══ Extract provided

Re: [PATCH v3 2/6] exit: Put an upper limit on how often we can oops

From: SeongJae Park
Date: Thu Jan 19 2023 - 23:29:04 EST


Hello,

On Thu, 17 Nov 2022 15:43:22 -0800 Kees Cook <keescook@xxxxxxxxxxxx> wrote:

> From: Jann Horn <jannh@xxxxxxxxxx>
>
> Many Linux systems are configured to not panic on oops; but allowing an
> attacker to oops the system **really** often can make even bugs that look
> completely unexploitable exploitable (like NULL dereferences and such) if
> each crash elevates a refcount by one or a lock is taken in read mode, and
> this causes a counter to eventually overflow.
>
> The most interesting counters for this are 32 bits wide (like open-coded
> refcounts that don't use refcount_t). (The ldsem reader count on 32-bit
> platforms is just 16 bits, but probably nobody cares about 32-bit platforms
> that much nowadays.)
>
> So let's panic the system if the kernel is constantly oopsing.

════
══ Record list

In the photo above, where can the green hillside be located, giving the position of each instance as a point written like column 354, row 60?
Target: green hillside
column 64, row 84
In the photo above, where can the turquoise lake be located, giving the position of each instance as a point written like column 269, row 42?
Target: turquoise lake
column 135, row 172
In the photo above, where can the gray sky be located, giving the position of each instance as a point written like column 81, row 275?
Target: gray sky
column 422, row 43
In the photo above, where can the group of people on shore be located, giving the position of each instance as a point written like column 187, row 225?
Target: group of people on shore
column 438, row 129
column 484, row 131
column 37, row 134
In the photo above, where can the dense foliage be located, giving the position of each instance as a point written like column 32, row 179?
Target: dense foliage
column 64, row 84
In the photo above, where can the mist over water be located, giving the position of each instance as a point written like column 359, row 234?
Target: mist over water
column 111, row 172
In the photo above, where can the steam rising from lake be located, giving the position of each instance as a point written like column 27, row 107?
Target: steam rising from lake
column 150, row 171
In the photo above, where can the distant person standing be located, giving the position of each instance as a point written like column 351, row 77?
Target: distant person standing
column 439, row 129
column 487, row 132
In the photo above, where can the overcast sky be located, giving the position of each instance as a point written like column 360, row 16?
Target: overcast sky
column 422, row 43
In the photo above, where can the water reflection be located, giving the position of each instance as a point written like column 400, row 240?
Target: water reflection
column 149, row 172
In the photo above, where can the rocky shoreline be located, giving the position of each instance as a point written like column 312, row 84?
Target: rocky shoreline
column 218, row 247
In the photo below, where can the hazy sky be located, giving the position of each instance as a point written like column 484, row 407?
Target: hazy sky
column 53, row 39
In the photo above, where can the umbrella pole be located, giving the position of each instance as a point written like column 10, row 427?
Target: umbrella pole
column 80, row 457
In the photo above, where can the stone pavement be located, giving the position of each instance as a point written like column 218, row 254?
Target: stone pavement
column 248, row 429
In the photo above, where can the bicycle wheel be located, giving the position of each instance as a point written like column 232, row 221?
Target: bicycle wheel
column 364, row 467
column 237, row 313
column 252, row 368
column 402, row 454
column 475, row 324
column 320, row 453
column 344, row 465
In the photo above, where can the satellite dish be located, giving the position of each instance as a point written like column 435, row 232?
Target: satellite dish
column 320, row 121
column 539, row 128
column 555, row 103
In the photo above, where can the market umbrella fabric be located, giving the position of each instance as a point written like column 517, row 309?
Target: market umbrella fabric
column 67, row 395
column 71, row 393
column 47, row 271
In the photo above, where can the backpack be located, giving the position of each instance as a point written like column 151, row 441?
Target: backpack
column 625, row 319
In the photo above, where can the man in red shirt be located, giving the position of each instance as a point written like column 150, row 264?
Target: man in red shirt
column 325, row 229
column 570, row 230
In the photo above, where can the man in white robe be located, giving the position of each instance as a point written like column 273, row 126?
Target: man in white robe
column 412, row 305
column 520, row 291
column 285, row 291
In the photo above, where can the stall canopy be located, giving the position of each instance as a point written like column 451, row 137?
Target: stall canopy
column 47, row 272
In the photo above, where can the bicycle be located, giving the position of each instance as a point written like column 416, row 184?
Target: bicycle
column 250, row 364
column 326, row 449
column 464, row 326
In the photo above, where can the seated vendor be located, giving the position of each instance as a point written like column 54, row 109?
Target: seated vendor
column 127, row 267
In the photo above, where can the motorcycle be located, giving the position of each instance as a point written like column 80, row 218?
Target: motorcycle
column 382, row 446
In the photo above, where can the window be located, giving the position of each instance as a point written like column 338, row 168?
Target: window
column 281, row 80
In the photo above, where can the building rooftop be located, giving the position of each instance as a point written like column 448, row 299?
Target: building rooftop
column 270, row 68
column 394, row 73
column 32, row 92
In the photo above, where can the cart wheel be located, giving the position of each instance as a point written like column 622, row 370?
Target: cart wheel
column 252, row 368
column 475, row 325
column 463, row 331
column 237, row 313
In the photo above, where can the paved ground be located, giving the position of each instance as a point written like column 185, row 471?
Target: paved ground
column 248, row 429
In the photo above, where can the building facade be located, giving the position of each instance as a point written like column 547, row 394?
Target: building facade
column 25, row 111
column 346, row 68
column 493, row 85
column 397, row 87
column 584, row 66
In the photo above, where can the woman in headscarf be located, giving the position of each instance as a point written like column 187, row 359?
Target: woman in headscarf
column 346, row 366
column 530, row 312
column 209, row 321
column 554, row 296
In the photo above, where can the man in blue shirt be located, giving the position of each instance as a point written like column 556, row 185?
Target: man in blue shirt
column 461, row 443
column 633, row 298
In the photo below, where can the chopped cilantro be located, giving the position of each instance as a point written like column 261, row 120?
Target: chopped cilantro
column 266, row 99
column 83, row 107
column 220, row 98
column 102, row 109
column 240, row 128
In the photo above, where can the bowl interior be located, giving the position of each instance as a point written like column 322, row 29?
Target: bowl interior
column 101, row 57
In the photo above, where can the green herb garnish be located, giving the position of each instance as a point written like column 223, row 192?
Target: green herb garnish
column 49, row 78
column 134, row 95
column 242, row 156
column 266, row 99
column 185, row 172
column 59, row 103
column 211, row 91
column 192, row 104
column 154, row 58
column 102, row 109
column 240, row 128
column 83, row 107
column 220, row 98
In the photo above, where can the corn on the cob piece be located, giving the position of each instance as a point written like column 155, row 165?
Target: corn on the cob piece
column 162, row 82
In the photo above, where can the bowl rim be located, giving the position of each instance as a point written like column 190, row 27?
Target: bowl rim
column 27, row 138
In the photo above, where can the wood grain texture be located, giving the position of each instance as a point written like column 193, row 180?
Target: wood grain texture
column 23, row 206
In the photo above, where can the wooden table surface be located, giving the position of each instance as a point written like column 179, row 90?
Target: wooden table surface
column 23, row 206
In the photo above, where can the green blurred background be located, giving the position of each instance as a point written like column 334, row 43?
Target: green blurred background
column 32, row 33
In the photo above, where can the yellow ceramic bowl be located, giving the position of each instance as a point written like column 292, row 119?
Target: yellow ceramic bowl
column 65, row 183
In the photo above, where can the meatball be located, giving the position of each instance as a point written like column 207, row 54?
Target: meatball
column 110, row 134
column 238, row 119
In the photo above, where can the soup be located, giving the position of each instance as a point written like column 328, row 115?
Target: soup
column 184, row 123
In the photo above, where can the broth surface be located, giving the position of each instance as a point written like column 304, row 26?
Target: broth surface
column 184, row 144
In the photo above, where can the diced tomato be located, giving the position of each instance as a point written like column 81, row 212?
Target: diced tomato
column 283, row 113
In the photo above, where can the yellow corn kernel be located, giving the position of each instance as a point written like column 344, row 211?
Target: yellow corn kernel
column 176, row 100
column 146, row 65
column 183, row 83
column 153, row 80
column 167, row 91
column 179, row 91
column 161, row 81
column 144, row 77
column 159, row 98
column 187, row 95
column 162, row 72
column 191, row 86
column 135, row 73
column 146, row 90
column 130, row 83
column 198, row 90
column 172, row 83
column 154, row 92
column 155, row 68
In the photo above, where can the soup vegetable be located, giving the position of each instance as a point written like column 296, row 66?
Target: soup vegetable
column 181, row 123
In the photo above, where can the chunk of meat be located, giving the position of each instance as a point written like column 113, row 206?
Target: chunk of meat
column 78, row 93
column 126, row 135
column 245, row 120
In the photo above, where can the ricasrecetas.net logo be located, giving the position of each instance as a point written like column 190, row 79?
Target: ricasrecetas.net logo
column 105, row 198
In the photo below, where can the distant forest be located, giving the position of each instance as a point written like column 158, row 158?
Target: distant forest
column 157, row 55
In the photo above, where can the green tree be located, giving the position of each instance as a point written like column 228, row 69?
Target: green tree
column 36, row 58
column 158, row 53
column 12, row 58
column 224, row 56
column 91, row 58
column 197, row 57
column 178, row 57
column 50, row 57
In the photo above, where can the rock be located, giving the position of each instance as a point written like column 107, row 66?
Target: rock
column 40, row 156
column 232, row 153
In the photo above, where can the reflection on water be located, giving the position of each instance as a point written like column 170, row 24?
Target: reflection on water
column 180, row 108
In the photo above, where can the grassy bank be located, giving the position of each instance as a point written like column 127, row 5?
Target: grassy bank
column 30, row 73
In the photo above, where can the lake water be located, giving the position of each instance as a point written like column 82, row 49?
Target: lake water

════

§ **Things to do**:
**A.** From the saved entries, print the lines starting with the one that contains "In the photo above, where can the seated" and going on through the one that contains "column 281, row 80", both ends included, reproducing them unchanged.
**B.** Proceed with the mailing-list reply about capping how often the kernel can oops, picking up after its last line.

§ **Answers for this exercise**:
**A.**
In the photo above, where can the seated vendor be located, giving the position of each instance as a point written like column 54, row 109?
Target: seated vendor
column 127, row 267
In the photo above, where can the motorcycle be located, giving the position of each instance as a point written like column 80, row 218?
Target: motorcycle
column 382, row 446
In the photo above, where can the window be located, giving the position of each instance as a point written like column 338, row 168?
Target: window
column 281, row 80

**B.**
>
> The speed of oopsing 2^32 times probably depends on several factors, like
> how long the stack trace is and which unwinder you're using; an empirically
> important one is whether your console is showing a graphical environment or
> a text console that oopses will be printed to.
> In a quick single-threaded benchmark, it looks like oopsing in a vfork()
> child with a very short stack trace only takes ~510 microseconds per run
> when a graphical console is active; but switching to a text console that
> oopses are printed to slows it down around 87x, to ~45 milliseconds per
> run.
> (Adding more threads makes this faster, but the actual oops printing
> happens under &die_lock on x86, so you can maybe speed this up by a factor
> of around 2 and then any further improvement gets eaten up by lock
> contention.)
>
> It looks like it would take around 8-12 days to overflow a 32-bit counter
> with repeated oopsing on a multi-core X86 system running a graphical
> environment; both me (in an X86 VM) and Seth (with a distro kernel on
> normal hardware in a standard configuration) got numbers in that ballpark.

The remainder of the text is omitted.